Extract provided start

How long a software live directly depends on how much hygiene has been maintained while working on it. At an early stage of application, we also know that delivering features quickly is equally important as maintaining quality. In this situation, unknowingly sometime the quality does deteriorate.

But....., before the quality get affected badly, it is important to stop adding feature and look back and clean all the mess.  In Godial, that's what we try to do.

For this months our OKR is to improve the application's performance and quality, so that we can maintain it easily and also can scale it smoothly in term of user growth and feature implementation.

In the process of improving the performance, the first step we took was to migrate the application to aws server with a better architecture design.

The next step is to look into the application and identify the pain points where we can optimise performance. Yesterday we found one issue with the mongo query and have improved it. In this blog we want to share the story with you of how we improve query performance.

In last 3 months, the number of user has increased massively which surfaced the problem with our application. We recently found that some of the API are talking much more time to execute and also causing increase in resource utilisation.

One of the api was taking too much time to compute because of the heavy queries to database.

API execution time

This was taking huge amount of time taken and during peak time, it causes high load average on database which made the query much more slower.

In general it takes, 3-4 sec to complete, however in circumstances when load is heave, these APIs were killer.

We identified the issues related to this and fixed it, and after that found that the load is reduced to lower as 10-20 ms and ~300 ms when testing in stress condition.

API execution time after optimising query

To understand how we optimised the API, let me brief you with what the API does?

The API was responsible for identifying the last calls made by agents who work in   teams, also to sum up all the minutes he talks and bunch of other analytical stuff.

Extract provided end
Dataset excerpts start

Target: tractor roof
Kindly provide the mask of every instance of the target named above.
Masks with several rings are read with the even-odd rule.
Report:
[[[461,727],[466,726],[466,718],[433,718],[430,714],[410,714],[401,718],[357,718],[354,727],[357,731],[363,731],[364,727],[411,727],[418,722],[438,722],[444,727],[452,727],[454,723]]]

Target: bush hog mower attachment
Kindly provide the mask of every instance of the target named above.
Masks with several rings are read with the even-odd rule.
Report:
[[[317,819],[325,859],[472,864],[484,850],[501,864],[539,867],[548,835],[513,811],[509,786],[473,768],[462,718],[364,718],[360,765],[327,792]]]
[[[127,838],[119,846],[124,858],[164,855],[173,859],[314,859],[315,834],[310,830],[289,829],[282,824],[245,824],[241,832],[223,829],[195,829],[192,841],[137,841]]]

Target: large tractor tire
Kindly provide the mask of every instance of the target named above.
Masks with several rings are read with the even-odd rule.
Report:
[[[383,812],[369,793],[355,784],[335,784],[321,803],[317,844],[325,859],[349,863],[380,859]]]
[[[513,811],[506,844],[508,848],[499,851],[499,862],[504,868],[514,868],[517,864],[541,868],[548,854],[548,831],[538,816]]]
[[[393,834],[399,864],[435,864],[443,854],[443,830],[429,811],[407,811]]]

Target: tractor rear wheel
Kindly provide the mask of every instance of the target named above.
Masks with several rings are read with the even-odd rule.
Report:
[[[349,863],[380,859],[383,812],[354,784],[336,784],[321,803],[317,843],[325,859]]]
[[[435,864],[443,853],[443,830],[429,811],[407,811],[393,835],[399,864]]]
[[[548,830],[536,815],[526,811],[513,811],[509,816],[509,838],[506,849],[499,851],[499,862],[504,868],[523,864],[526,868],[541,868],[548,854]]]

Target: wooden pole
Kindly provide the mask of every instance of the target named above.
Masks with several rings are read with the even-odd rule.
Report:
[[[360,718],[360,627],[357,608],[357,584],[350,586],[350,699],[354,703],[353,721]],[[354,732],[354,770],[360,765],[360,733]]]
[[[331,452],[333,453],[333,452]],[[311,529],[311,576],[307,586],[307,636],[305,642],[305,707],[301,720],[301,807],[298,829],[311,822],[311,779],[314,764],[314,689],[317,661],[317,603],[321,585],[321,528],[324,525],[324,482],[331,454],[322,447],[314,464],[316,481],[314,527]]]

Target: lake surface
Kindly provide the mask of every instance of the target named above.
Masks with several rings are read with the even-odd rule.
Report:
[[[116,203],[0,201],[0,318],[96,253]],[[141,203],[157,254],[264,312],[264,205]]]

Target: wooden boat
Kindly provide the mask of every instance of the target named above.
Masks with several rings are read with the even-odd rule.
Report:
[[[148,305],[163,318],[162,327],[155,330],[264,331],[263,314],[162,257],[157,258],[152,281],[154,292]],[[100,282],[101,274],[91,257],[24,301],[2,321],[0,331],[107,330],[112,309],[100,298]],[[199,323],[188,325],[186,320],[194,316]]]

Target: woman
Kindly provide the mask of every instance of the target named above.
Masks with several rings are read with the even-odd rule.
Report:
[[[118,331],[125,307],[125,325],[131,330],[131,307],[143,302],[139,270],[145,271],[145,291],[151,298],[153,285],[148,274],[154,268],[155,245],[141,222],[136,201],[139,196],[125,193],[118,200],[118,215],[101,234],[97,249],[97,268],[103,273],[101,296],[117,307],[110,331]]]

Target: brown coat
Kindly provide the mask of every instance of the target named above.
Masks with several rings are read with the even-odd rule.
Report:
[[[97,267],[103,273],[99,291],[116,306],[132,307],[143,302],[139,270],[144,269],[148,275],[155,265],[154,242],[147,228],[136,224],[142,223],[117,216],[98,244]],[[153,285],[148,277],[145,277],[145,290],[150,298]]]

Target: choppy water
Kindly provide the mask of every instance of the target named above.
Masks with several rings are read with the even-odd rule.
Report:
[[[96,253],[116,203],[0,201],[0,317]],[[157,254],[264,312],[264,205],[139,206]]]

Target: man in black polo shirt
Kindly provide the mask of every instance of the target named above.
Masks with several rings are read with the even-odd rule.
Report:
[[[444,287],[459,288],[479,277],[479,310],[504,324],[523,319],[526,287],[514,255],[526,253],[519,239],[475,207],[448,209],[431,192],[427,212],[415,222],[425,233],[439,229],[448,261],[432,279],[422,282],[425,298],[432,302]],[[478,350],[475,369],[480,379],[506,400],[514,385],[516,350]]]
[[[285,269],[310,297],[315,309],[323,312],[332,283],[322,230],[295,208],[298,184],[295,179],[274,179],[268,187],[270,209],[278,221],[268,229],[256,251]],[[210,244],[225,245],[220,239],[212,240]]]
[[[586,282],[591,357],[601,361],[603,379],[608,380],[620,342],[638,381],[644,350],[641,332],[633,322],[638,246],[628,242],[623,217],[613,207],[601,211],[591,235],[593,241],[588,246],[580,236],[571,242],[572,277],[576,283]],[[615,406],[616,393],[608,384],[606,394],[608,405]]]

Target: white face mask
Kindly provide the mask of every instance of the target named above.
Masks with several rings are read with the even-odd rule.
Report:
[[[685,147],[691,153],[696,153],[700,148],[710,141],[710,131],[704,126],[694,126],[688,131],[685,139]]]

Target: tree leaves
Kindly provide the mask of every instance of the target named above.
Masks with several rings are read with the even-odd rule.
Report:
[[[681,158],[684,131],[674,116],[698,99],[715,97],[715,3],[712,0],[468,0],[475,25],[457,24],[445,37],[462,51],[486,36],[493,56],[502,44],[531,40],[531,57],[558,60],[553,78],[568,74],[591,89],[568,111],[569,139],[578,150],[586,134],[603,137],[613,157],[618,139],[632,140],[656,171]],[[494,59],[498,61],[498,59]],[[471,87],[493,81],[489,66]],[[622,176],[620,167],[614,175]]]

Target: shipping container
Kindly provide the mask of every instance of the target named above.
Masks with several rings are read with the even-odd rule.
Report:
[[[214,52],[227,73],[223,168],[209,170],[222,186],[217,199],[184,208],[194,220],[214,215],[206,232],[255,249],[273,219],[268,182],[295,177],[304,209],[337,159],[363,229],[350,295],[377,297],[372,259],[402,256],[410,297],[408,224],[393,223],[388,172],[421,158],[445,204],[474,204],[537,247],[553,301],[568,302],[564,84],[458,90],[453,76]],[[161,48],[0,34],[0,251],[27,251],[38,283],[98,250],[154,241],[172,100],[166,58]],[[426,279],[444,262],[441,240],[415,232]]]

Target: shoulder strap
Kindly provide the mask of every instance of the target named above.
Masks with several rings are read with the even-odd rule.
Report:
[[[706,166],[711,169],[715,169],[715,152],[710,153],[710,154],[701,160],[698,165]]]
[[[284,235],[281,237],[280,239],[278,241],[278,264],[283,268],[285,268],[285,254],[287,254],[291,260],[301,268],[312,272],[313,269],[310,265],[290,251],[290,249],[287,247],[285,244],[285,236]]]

Dataset excerpts end

• [Written exercise A]:
Answer these questions using the blog post on query performance:
(i) What was the OKR for the month?
(ii) What was the first step taken to improve performance?
(iii) Over what period did the number of users increase massively?
• [Written exercise B]:
Render this sentence from the blog post on query performance in Spanish: "One of the api was taking too much time to compute because of the heavy queries to database."
• [Written exercise C]:
Carry on with the blog post about Godial's query optimization, picking up after its final sentence.

• [Expected answer A]:
(i) To improve the application's performance and quality, so that it can be maintained easily and scaled smoothly in terms of user growth and feature implementation.
(ii) Migrating the application to an AWS server with a better architecture design.
(iii) The last three months.

• [Expected answer B]:
Una de las API tardaba demasiado tiempo en procesarse debido a las consultas pesadas a la base de datos.

• [Expected answer C]:
We use mongo database for storing data,  and our query was something like

aggregate{
  {
      $sort : {
          created_on: 1
      },
      {
          $match: {
              some_id: {
                $in: [ObjectId("")...]
              },
          }
      },
      {
          $group: {
            _id : field, 
            "some_field": {
                $sum : "$field" 
            },
            "some_last_field": {
               $last : "$last_field"
            }
          }
          ... some other stuff
      }
  }
}

What optimisation we applied?

One issue we realised was with the sort. The index was missing on createdOn causing   massive time in CALLSCAN stage. We used,

`explain("executionStats")`

in query to identify the execution time, and found the stage callscan and fetch stage is consuming a lot of time. First thing we applied was changed the index and query to -1 which means store in descending order.

2nd optimisation was more sort of product call we had to take, Since the data is increasing massively, it is unwise to not have lower bound on the query. Thus, in matching stage, we added condition to only fetch details which are created in last x days.

Both these changed helped in improving the performance massively also,  It was a good learning for the team.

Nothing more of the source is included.